### Task
Please rewrite the records below with "computer monitor" swapped for "desktop display" wherever it occurs, changing nothing else and leaving out the pictures.

### Listed entries
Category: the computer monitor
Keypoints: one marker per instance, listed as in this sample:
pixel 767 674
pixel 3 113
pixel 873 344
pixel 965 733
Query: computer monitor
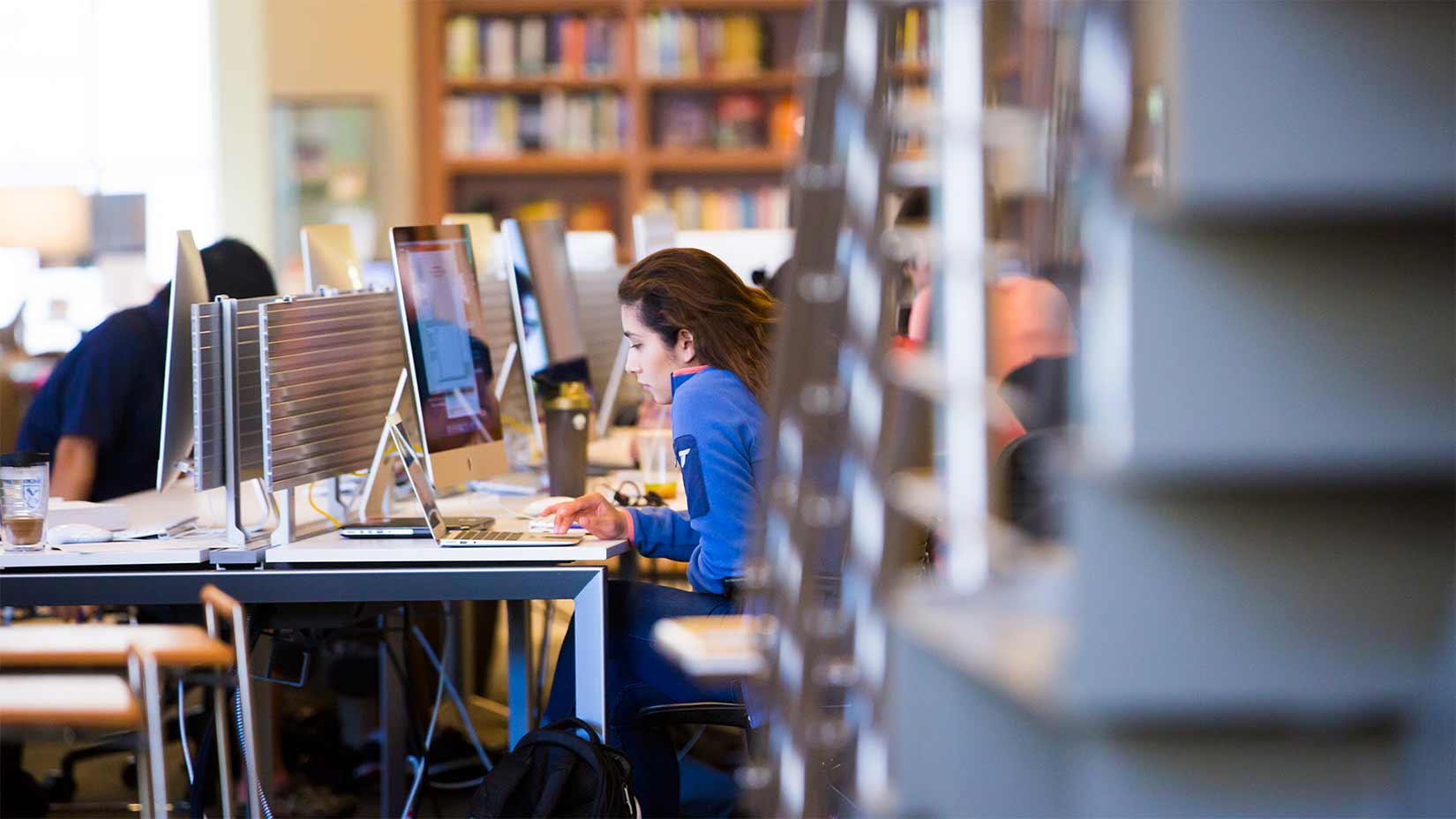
pixel 482 242
pixel 188 288
pixel 449 357
pixel 329 259
pixel 544 304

### Output
Category: the desktop display
Keypoints: one marker per instance, listed as in this sample:
pixel 767 674
pixel 3 113
pixel 873 344
pixel 965 733
Query: desktop display
pixel 482 242
pixel 188 288
pixel 449 357
pixel 329 259
pixel 544 304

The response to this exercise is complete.